Aim A — In the eviction article, how many residents lived in the Berea building when the new owner bought it?

# Text extract start

Eviction process challenged in court

Court ruling suggests more active judicial management of the eviction process

Eviction process – Property owners and tenants alike have rights under South African law; and when an eviction notice has to be served, it is important to consider the rights (and responsibilities) of both parties, to be sure that fair and just treatment is accorded to everyone. Our Constitution exists to protect all citizens and ensure a rights-based approach is taken in matters of legal dispute. An eviction notice that came before the Constitutional Court last year provides a test case for the accountability of housing lawyers and the judicial system in safeguarding the rights of the most vulnerable in our society.

In the the case of Occupiers of Erven 87 & 88 Berea v De Wet, Christiaan Frederick N.O. and Another, appeal was made under the PIE Act to the ConCourt after the High Court refused to rescind an eviction order. Here we look at the facts of the case and draw some conclusions from the judgement.

 

History of the eviction notice

An abandoned block of flats in Berea, Johannesburg, was purchased by a new owner following liquidation of the former landlord. The building was occupied by 184 residents at the time, some for as long as 25 years. In order to carry out renovations and restore the building to residential letting standards, the purchaser wished to evict the sitting tenants and served them with an eviction notice, following the procedures set out in PIE.

# Text extract end

Aim B — Rewrite everything from the top of the listing down to and including the line with "73L201 73L205 71L209", replacing "instance" with "shape" and leaving everything else as it is.

# Listing start

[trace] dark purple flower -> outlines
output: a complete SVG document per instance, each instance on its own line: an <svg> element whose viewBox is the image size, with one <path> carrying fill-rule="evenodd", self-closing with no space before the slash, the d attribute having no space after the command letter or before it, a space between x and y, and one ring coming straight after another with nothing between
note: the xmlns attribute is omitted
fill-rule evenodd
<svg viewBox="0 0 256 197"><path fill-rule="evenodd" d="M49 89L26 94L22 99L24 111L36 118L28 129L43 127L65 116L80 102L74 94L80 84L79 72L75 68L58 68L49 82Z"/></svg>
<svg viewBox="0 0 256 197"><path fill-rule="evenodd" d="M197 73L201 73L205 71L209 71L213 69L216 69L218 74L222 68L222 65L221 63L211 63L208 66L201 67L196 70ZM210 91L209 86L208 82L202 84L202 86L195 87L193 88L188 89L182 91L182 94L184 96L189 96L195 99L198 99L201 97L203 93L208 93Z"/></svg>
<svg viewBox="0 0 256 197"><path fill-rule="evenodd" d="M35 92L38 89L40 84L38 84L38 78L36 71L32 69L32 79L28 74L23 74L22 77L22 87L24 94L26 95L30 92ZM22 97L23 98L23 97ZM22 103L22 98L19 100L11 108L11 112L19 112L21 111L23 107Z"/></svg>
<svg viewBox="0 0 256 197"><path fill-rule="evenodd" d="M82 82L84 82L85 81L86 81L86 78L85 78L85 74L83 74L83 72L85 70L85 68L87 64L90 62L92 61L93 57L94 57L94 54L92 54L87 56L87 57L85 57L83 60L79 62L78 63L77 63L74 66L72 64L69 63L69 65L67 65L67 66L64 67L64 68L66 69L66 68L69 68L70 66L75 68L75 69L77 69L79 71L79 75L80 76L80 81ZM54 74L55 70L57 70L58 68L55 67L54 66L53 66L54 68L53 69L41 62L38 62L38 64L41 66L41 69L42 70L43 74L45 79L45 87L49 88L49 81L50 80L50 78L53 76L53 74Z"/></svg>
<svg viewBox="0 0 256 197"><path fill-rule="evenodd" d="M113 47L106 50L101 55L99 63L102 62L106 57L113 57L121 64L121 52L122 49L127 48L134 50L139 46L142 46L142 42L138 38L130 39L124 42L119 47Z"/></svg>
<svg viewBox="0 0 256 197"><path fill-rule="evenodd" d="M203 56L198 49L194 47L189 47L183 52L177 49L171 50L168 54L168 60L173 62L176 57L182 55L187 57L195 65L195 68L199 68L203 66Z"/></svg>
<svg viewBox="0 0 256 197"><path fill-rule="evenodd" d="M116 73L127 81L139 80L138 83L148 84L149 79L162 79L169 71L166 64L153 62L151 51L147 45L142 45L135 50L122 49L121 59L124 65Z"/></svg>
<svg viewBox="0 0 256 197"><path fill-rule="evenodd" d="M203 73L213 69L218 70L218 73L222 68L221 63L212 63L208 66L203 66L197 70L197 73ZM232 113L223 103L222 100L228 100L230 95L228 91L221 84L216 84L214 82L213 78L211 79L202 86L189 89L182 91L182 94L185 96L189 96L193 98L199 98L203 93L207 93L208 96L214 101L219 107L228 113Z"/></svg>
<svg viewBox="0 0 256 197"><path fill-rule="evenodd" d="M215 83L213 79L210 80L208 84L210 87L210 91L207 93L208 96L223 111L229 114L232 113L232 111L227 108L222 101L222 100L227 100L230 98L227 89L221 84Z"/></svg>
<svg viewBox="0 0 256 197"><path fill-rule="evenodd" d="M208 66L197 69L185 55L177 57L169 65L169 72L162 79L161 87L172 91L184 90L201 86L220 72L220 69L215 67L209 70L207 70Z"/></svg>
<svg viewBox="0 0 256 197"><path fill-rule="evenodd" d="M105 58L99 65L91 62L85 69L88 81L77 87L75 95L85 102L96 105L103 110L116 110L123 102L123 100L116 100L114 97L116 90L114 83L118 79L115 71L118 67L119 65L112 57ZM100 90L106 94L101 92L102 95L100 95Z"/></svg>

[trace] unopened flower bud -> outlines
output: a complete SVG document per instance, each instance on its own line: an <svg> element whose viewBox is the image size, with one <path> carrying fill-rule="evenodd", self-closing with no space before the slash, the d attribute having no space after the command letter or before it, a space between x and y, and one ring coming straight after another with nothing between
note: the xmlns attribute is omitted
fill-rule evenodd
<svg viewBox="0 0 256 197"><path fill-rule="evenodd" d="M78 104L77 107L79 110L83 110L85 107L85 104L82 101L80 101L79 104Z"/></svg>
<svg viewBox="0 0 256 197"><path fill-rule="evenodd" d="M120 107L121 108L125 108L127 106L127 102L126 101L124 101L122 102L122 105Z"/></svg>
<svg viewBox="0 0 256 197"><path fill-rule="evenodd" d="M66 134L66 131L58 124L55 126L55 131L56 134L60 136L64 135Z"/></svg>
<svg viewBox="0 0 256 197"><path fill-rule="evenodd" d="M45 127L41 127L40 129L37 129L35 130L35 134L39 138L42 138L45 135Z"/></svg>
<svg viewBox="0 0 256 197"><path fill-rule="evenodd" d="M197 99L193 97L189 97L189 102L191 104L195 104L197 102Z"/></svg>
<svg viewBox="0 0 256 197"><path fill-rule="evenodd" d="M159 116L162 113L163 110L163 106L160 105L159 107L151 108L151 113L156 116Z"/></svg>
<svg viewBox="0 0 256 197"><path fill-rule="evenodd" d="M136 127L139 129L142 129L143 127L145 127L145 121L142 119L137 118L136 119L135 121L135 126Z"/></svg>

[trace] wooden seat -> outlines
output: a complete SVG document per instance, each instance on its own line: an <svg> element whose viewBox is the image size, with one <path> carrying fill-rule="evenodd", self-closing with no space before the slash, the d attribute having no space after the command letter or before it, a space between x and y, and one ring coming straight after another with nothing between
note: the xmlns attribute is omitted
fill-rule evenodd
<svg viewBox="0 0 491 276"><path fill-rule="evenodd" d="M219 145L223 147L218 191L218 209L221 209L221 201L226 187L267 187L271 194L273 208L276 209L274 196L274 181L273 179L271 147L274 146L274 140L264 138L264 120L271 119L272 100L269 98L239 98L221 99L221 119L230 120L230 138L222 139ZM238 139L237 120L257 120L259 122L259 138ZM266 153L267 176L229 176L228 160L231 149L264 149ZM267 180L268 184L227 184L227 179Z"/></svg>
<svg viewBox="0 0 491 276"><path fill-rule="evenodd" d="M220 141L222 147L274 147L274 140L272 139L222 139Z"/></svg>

# Listing end

Exercise output A — 184 residents.

Exercise output B —
[trace] dark purple flower -> outlines
output: a complete SVG document per shape, each shape on its own line: an <svg> element whose viewBox is the image size, with one <path> carrying fill-rule="evenodd", self-closing with no space before the slash, the d attribute having no space after the command letter or before it, a space between x and y, and one ring coming straight after another with nothing between
note: the xmlns attribute is omitted
fill-rule evenodd
<svg viewBox="0 0 256 197"><path fill-rule="evenodd" d="M49 89L26 94L22 99L24 111L36 118L28 129L43 127L65 116L80 102L74 94L80 84L79 72L75 68L58 68L49 82Z"/></svg>
<svg viewBox="0 0 256 197"><path fill-rule="evenodd" d="M197 73L201 73L205 71L209 71L213 69L216 69L218 74L222 68L222 65L221 63L211 63L208 66L201 67L196 70ZM210 91L209 86L208 82L202 84L202 86L195 87L193 88L188 89L182 91L182 94L184 96L189 96L195 99L198 99L201 97L203 93L208 93Z"/></svg>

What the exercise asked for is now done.